Source records Start Marker
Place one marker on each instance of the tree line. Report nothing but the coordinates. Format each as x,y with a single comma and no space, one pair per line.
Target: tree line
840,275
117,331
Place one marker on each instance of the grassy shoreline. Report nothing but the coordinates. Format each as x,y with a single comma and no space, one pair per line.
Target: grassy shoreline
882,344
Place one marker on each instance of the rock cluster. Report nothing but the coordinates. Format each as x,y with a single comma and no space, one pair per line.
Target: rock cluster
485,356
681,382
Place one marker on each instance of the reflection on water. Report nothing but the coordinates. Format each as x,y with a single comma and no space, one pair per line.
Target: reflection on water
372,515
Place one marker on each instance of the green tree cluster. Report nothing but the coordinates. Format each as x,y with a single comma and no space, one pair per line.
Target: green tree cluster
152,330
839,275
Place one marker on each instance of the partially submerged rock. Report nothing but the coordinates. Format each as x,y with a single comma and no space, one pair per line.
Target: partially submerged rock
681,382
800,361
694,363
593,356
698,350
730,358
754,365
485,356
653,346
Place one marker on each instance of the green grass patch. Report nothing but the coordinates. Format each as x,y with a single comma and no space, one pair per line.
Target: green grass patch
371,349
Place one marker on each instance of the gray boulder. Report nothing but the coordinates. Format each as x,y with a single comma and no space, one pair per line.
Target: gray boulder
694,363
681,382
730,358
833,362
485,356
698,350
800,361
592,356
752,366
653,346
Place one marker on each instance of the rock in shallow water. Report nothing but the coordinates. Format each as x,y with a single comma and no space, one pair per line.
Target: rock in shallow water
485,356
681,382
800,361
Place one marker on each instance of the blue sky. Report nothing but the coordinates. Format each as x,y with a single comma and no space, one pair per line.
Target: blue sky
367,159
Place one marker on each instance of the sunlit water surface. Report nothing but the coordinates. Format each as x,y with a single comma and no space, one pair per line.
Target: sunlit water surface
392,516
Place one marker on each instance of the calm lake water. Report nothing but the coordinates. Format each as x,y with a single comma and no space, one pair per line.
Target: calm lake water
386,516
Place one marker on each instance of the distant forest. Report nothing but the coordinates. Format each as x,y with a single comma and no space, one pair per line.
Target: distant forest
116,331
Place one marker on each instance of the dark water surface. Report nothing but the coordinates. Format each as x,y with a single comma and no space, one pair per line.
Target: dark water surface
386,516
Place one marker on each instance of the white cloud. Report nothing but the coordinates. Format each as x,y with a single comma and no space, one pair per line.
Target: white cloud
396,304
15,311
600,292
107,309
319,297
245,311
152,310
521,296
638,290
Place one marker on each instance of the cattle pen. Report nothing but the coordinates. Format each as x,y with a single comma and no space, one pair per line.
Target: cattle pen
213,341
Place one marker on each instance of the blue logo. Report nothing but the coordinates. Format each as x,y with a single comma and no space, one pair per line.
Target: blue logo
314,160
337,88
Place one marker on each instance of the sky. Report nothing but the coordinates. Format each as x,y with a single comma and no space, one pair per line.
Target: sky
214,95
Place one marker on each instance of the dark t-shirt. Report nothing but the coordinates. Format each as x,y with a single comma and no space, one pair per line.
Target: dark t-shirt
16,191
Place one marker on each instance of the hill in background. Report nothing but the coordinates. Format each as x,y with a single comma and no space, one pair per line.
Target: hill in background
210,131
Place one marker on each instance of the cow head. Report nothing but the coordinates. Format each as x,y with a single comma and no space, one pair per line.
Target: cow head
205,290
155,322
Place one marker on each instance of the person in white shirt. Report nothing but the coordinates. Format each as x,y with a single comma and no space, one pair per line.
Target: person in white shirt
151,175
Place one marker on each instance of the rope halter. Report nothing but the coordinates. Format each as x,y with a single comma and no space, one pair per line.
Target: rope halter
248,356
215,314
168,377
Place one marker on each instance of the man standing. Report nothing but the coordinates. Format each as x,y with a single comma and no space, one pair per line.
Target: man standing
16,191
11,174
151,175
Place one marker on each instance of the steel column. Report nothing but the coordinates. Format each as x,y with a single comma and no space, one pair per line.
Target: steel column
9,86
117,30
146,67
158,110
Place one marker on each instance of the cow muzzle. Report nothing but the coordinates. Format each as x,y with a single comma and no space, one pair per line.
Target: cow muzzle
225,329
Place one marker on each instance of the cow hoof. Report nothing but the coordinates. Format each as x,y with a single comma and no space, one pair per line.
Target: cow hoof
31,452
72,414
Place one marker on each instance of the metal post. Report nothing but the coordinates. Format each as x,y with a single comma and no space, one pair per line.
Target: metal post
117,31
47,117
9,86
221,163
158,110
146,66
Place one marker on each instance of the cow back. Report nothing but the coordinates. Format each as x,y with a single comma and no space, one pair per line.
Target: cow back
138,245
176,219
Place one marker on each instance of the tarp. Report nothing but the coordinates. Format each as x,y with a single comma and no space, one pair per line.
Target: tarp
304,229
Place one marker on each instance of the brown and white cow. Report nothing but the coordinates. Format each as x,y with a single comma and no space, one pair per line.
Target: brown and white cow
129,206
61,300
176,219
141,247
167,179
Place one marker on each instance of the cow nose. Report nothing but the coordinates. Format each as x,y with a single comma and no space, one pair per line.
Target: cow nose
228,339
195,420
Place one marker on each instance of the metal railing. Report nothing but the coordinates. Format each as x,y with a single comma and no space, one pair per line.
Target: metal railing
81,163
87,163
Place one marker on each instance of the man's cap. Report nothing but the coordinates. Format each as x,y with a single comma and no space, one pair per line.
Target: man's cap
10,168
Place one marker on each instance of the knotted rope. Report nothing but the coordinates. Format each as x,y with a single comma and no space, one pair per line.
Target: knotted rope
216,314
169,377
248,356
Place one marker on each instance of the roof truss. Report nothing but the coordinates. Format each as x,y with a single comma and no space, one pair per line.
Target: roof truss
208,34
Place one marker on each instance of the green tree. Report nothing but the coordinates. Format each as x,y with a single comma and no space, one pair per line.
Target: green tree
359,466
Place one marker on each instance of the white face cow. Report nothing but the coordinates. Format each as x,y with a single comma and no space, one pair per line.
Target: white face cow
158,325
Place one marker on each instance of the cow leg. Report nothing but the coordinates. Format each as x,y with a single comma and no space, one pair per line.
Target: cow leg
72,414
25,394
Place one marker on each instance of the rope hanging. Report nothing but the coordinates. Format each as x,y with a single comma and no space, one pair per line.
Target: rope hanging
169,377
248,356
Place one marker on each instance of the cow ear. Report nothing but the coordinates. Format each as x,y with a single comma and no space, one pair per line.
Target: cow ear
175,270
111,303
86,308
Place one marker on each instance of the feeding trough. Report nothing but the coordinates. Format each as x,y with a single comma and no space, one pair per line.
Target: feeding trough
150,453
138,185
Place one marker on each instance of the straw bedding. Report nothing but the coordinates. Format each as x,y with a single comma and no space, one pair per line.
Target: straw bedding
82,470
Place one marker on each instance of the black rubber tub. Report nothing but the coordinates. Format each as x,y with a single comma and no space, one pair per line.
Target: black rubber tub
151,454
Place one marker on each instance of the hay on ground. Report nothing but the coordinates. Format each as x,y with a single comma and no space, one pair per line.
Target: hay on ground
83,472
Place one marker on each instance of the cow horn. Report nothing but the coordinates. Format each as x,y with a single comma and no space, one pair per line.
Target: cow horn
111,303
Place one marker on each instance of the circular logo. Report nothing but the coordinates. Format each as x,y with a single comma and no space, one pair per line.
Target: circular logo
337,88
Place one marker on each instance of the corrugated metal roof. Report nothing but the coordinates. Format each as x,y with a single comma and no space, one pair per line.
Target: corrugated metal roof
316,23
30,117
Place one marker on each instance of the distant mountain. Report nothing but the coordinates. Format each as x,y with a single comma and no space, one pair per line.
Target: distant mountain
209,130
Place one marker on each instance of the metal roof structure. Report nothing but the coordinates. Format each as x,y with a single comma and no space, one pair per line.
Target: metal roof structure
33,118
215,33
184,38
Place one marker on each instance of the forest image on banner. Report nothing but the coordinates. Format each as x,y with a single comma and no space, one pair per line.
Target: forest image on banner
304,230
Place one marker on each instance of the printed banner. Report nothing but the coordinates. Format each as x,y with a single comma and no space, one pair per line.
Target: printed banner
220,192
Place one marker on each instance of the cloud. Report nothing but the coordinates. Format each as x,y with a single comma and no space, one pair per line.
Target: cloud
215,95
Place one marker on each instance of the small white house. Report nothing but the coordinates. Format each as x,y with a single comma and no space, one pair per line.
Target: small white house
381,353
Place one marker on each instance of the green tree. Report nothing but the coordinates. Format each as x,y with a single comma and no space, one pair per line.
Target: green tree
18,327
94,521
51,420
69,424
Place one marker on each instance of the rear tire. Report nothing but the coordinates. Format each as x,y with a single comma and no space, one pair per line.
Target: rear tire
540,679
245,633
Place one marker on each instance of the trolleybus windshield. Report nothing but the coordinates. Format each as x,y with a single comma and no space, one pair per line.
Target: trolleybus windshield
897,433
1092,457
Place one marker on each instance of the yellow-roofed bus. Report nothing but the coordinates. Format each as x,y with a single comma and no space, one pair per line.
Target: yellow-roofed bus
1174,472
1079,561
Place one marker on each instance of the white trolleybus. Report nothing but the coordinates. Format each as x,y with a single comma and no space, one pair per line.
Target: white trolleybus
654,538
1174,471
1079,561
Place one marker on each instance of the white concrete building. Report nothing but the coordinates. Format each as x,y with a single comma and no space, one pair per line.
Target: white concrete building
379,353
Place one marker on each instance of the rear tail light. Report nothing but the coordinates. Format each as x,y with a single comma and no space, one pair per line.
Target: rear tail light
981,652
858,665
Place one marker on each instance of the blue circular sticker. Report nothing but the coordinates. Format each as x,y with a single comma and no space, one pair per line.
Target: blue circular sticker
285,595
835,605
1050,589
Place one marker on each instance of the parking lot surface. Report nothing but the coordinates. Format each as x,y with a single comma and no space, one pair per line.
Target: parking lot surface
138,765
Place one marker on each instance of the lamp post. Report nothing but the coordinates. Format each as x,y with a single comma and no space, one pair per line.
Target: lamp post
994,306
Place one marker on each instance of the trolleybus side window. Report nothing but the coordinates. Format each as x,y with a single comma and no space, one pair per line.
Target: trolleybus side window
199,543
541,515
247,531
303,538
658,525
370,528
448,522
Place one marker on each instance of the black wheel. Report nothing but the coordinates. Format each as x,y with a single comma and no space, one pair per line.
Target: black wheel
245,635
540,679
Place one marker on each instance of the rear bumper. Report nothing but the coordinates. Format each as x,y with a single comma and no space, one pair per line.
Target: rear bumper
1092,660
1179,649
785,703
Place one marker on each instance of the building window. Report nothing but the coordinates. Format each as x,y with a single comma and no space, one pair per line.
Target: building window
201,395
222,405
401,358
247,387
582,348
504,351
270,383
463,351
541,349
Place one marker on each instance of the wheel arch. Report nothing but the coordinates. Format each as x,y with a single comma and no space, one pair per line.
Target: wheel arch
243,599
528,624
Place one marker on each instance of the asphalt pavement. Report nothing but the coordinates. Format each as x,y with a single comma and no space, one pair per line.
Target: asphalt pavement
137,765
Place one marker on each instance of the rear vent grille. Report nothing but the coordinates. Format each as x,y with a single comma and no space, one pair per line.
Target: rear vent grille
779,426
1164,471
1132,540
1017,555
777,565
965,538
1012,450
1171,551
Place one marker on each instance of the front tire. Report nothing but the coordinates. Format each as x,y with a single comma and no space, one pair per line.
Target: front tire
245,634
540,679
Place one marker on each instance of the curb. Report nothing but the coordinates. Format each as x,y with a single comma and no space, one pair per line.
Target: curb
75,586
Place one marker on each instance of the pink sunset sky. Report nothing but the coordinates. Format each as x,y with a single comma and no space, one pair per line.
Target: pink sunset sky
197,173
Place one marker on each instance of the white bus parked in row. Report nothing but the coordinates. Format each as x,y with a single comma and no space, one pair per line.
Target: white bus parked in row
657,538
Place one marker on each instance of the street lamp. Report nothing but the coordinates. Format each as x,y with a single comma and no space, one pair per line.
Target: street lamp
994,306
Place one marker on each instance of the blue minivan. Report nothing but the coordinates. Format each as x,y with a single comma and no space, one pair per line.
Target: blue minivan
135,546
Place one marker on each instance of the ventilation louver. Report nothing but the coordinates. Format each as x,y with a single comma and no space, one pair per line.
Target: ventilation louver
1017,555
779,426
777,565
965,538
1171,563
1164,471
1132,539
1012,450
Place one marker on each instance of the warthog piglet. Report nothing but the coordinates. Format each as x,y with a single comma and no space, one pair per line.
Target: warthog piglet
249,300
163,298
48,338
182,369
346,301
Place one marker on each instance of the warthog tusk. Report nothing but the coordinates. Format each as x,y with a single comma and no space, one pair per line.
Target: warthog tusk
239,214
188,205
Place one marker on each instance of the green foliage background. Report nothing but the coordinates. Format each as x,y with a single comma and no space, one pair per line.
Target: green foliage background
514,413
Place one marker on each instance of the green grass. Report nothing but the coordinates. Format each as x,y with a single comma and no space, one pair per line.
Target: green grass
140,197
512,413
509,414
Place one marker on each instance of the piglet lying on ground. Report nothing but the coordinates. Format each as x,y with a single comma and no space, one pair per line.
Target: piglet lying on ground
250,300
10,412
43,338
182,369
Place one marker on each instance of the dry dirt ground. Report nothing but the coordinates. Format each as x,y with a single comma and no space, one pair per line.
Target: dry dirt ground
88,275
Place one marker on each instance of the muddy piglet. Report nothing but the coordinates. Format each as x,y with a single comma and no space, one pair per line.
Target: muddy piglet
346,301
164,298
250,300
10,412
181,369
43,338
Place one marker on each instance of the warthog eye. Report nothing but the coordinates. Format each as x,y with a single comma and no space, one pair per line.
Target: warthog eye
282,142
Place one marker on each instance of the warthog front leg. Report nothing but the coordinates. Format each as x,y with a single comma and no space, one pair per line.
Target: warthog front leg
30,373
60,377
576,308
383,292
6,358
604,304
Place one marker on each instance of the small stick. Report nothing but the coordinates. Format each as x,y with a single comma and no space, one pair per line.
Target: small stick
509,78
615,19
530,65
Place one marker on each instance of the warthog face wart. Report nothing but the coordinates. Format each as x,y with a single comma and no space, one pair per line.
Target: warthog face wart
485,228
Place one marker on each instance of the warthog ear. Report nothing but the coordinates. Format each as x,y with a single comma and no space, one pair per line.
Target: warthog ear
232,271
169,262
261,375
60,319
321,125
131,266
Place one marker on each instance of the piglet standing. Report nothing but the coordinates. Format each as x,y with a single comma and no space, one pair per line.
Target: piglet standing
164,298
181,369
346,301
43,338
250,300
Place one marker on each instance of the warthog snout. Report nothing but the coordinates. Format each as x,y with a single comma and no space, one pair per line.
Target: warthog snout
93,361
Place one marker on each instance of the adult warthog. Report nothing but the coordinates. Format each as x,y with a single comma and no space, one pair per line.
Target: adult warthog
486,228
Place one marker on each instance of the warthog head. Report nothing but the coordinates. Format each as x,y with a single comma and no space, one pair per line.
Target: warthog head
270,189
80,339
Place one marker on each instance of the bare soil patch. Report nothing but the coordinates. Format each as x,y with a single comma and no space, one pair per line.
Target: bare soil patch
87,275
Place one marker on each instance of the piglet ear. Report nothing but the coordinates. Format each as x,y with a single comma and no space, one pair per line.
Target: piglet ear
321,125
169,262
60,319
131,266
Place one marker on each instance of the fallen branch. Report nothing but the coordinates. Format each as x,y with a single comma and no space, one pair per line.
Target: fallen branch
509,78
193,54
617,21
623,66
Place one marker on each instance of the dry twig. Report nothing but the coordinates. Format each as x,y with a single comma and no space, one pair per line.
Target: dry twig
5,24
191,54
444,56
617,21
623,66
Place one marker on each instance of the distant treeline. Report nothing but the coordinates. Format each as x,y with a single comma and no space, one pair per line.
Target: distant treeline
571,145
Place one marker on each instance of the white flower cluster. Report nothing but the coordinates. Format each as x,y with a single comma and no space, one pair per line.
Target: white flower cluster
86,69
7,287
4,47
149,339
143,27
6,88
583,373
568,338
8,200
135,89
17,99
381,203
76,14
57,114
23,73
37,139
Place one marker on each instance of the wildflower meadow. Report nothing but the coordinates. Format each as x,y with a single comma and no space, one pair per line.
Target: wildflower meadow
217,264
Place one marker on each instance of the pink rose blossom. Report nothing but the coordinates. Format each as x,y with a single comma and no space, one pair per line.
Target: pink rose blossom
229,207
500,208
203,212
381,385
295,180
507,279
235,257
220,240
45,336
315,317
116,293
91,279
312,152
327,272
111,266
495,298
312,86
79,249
Source records End Marker
Task objective >>
From the material above, retype precisely the lines between the line holding "Place one marker on each instance of the piglet lying" and the line holding "Place one marker on each instance of the small stick.", inclusive, and nothing beyond them.

Response to the exercise >>
Place one marker on each instance of the piglet lying on ground. Report nothing but the coordinates. Format each as x,y with a single comma and no space, one pair per line.
Target: piglet lying on ground
250,300
10,412
43,338
182,369
Place one marker on each instance of the dry dirt ground. Report nothing but the coordinates. Format each as x,y with a single comma and no space, one pair per line.
Target: dry dirt ground
88,275
Place one marker on each instance of the muddy piglet. Report nothing but the coordinates. Format each as x,y with a single comma and no space, one pair per line.
Target: muddy piglet
346,301
164,298
250,300
10,412
181,369
43,338
Place one marker on each instance of the warthog eye. Report nothing but the coordinates. Format each as x,y with a single comma and no space, one pair per line.
Target: warthog eye
282,142
Place one marker on each instance of the warthog front leg. Report nothing but the coordinates. Format each as x,y with a single comma and no space, one pair per line.
Target: warthog front leg
30,373
60,377
576,308
383,292
6,358
604,304
Place one marker on each instance of the small stick. Report nothing but the coordinates. Format each as x,y with a single comma and no space, one pair per line.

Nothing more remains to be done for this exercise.